TASK TO CARRY OUT> Carry on the passage about MCF plasma levels and liver tests, starting right after its last sentence.

PASSAGE TO READ>

There were 6 men and 6 women, with a mean (standard deviation, SD) age of 62.2 (15.6) years, and a mean BMI of 25.4 (4.9) kg/m2. The clinical and pharmacokinetic characteristics of these patients are shown in Table 1. History of liver disease was recorded in 6 (50%) patients. The majority of patients (83.3%) were treated with a daily dose of MCF of 100mg. The mean duration of treatment was 14.4 (8.7) days. The mean Cmaxss was 8.94 (2.94) mg/L and the mean Cminss 1.51 (0.58) mg/L. As shown in Table 1, there were 8 (66.7%) patients with altered liver function tests at the beginning of MCF treatment as compared with 5 patients at the end of it, although all of these 5 patients had been concomitantly treated with other drugs that can induce cholestasis, such as paracetamol, linezolid, imipenem, ceftriaxone, cloxacillin, erythromycin, and others. No linear correlation was observed between MCF plasma levels (Cmaxss nor Cminss) and the values of different liver parameters (AST, ALT, total bilirubin and alkaline phosphatase) at the beginning of treatment (Table 2). At the end of treatment with MCF, serum levels of alkaline phosphatase correlated inversely with Cminss and ALT values with Cmaxss, with a correlation coefficient (rho) of −0.803 (P=0.009) and −0.683 (P=0.042), respectively (Table 2).

PROVIDED RECORDS>

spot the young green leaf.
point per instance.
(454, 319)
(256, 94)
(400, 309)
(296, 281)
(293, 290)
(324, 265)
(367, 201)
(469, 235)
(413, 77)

ANSWER TO THE EXERCISE>
Also, there were no differences in Cmaxss and Cminss between patients with and without altered liver function tests at the beginning of MCF treatment as well as between patients with and without altered liver function tests at the end of MCF treatment (Table 3). The crude mortality was 16.7% (n=2). One patient (8.3%) died during MCF treatment. The cause of death was hemodynamic instability with severe metabolic acidosis and cardiorespiratory arrest. Also, MCF discontinuation was necessary due to drug-induced adverse event (increase in bilirubin level of 19mg/dL) in one patient. This patient showed persistent positive culture for Candida spp. After withdrawal of MCF, anidulafungin was administered but serum bilirubin levels continued to increase up to 47.7mg/dL. In none of the patients worsening of liver function parameters was observed, with the exception of this patient with increased bilirubin level.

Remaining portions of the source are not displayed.